[[ Document segment open ]]
I was reading a story recently about a woman in her 20’s who had anonymously submitted an article to a magazine about an experience she had had a few years prior while working in publishing. In short, she described attending weekly commissioning meetings in the boardroom and there being platters of pastries along the table. She described one of her senior colleagues – a lovely woman in her 50s – would always urge her, loudly, to have a croissant. She would urge me and say: “Look, she’s nothing but skin and bone!” The fact that this woman was deeply anorexic and that her colleague was overweight was irrelevant. The writer was alluding to the sad but true fact that her colleague was drawing attention to her size in a way that would have been unacceptable had she done the same to in return. I’m well aware I’m skating on thin ice writing this article but rather than picking only one side, I am trying to draw attention to both extremes being unhealthy and throwing out the concept of health and balance to our society. When you think about it, what could be more irritating than a thin person describing another person as fat? And yet – for a moment – think about how we describe thinness: skinny, angular, emaciated, bony, skeletal, lollipop-head. These terms are tossed around in the media quite casually, without the caution we must now use in our references to fat. Just as the terms use to reference overweight people can be seen as offensive, the same goes for those who are looked upon as skinny. This woman willingly shared that in her own life, she had been called a skinny bitch, a body fascist, and a fat-Nazi and was informed regularly that men “love something to grab on to”, and that “curves” are sexier than skeletons. For her, facing up to the health consequences really helped her in the end but regardless, society in general should learn to be more compassionate because you never truly know what is going on in someone else’s life; much less in their own body.
Situations like those above happen to girls-particularly young girls-more often than not. Some women can “shrug it off” easier because they have confidence and a solid upbringing, but not everyone has been that fortunate and even for those who have, it’s hard not to feel ostracized at least some of the time, especially when one is constantly barraged with body-image reminders on the job, in the media, at stores and across the internet. The more pressing question really is “Why can’t our society promote a healthy body image while avoiding extremes on either end of the spectrum while sending out the message to young girls that it is better to create a balance when it comes to your health and your weight?” For example the Dove campaign for Real Beauty Initiative celebrates real women promotes the idea of “yes someone may need to lose a few pounds,” but for health reasons rather than vanity.
I think that the acceptance of diversity and a wide range of appearances that celebrate the healthy image of women is a fantastic start. No image that could cause harm to a human being should ever be glorified or considered glamorous. We need a greater push from all members of that industry: advertisers, clients, designers, agents, models, media and regular consumers. Though fashion can’t take all the blame for all insecurities of body image that plague the world, it does fall into the sociocultural factor that influences the way women view their bodies in society. It is a part of the problem, but it can also be a part of the solution. Here in America, we have the opportunity to use our voice and our images for the greater good but will enough people be brave enough to take a stand?
[[ Document segment closed ]]
[[ Information provided open ]]
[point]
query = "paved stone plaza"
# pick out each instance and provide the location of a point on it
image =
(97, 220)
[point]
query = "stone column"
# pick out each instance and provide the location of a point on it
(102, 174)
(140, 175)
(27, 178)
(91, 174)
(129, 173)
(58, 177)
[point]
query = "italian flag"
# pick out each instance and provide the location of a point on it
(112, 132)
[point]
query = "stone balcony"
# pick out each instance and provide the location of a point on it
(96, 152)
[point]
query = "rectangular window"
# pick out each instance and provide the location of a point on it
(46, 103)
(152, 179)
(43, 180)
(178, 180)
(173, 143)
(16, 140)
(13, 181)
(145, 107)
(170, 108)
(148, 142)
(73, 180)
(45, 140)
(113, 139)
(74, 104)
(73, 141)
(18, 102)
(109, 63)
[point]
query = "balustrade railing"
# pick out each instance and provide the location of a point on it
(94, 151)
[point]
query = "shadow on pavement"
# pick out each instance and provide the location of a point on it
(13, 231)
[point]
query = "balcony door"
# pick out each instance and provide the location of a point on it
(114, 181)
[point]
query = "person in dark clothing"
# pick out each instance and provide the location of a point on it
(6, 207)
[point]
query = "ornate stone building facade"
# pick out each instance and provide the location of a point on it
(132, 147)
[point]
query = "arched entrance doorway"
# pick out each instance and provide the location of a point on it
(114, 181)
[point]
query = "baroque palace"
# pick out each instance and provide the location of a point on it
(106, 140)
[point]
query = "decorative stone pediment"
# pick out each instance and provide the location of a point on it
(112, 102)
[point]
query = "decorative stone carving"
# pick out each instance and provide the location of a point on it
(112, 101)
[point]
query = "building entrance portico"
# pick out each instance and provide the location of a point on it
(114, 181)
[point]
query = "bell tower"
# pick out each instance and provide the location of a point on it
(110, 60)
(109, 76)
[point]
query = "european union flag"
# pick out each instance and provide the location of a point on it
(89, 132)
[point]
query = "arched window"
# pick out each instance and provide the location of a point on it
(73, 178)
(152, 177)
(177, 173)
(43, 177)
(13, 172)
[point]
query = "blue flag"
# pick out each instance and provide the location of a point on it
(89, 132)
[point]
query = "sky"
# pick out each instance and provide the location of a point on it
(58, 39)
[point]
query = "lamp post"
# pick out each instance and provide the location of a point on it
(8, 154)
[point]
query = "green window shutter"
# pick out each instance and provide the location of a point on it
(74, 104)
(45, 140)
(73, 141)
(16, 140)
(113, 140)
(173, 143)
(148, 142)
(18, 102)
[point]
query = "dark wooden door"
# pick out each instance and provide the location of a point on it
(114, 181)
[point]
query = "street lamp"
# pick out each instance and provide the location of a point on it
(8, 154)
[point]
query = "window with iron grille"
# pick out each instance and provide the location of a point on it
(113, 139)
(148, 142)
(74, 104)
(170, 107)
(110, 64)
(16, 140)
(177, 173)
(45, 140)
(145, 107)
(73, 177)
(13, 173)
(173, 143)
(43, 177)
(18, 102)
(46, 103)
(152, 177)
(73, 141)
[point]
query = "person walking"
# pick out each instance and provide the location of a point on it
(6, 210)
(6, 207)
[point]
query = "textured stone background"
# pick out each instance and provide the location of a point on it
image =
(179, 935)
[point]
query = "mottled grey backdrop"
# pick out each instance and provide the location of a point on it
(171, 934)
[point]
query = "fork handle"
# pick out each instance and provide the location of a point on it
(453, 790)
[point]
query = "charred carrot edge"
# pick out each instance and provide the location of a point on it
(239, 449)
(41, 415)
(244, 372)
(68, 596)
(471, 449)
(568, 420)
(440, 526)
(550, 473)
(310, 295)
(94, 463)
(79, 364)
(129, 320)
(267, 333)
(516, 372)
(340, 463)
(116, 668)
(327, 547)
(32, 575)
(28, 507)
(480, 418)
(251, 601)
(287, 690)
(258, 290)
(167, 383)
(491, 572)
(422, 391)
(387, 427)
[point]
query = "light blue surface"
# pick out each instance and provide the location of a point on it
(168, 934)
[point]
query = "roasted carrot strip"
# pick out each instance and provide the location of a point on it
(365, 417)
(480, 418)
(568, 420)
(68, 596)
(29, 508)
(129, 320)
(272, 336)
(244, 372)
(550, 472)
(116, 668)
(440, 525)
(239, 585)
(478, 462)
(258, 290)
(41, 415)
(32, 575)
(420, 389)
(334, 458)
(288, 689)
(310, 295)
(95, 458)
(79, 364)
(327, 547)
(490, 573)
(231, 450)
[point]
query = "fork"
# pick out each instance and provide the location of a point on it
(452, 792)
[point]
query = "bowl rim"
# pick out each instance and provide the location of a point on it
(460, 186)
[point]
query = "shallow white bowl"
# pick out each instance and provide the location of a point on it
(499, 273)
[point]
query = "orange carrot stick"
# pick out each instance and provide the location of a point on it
[[ Information provided closed ]]
» **Work task**: Reproduce word for word the passage of the body image piece that begins with "Situations like those" and ends with "rather than vanity.".

» **Written answer**:
Situations like those above happen to girls-particularly young girls-more often than not. Some women can “shrug it off” easier because they have confidence and a solid upbringing, but not everyone has been that fortunate and even for those who have, it’s hard not to feel ostracized at least some of the time, especially when one is constantly barraged with body-image reminders on the job, in the media, at stores and across the internet. The more pressing question really is “Why can’t our society promote a healthy body image while avoiding extremes on either end of the spectrum while sending out the message to young girls that it is better to create a balance when it comes to your health and your weight?” For example the Dove campaign for Real Beauty Initiative celebrates real women promotes the idea of “yes someone may need to lose a few pounds,” but for health reasons rather than vanity.